## [Exercise description]
Can you rewrite only the lines that open with the one containing "Dataset: internal_v3 | class: bird's eye" and close with the one containing "xmin=138 ymin=97 xmax=148 ymax=105", putting "mark" in place of "annotate" and changing nothing else?

## [Dataset records]
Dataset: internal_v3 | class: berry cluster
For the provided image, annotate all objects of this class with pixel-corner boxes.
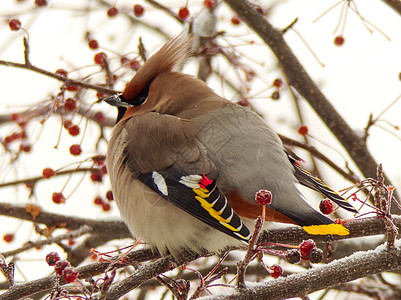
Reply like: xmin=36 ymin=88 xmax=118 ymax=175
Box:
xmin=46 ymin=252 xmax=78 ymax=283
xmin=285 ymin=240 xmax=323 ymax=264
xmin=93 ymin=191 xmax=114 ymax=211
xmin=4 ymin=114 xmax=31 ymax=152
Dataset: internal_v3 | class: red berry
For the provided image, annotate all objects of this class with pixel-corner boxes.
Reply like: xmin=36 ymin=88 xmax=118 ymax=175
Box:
==
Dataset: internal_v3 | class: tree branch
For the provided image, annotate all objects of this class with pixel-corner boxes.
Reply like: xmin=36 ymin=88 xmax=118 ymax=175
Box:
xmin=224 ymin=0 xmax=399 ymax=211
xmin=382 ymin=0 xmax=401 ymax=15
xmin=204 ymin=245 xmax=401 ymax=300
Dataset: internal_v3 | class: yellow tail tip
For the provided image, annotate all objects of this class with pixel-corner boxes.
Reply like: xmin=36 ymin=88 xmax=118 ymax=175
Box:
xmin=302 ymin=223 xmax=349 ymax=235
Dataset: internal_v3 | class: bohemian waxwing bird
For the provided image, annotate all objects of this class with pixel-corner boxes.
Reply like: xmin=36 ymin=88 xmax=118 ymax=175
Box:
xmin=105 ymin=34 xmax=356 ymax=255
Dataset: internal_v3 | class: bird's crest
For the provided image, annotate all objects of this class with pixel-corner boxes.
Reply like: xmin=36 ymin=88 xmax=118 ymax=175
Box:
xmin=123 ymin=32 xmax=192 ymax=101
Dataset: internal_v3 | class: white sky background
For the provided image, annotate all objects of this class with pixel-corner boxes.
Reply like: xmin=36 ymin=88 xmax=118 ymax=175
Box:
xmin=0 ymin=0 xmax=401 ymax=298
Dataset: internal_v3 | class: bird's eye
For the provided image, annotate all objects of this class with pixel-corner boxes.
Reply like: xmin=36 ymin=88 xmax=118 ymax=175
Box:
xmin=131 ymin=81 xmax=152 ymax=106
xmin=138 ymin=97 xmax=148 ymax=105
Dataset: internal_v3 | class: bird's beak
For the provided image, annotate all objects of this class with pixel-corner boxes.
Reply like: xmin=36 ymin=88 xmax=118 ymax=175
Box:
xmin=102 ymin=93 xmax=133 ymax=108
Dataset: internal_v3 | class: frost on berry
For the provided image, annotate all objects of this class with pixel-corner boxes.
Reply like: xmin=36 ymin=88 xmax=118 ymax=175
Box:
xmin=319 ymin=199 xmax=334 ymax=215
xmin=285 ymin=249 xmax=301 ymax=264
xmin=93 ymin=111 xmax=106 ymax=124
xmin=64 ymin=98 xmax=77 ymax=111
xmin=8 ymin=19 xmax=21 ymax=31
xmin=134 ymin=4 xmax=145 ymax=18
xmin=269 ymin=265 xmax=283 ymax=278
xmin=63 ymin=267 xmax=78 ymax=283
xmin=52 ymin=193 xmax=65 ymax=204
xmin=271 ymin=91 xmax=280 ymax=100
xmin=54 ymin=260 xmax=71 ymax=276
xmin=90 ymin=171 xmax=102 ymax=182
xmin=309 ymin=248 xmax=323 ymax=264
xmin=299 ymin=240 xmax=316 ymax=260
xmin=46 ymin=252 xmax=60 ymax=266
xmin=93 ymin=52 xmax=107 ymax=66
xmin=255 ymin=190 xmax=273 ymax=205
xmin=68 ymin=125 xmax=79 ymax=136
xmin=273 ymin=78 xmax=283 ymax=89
* * *
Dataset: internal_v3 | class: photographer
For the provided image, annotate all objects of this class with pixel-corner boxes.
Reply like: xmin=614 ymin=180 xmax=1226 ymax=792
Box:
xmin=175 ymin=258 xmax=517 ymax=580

## [Full answer]
Dataset: internal_v3 | class: bird's eye
For the provided image, mark all objects of this class with pixel-corner boxes.
Reply like: xmin=36 ymin=88 xmax=118 ymax=175
Box:
xmin=131 ymin=81 xmax=152 ymax=106
xmin=138 ymin=97 xmax=148 ymax=105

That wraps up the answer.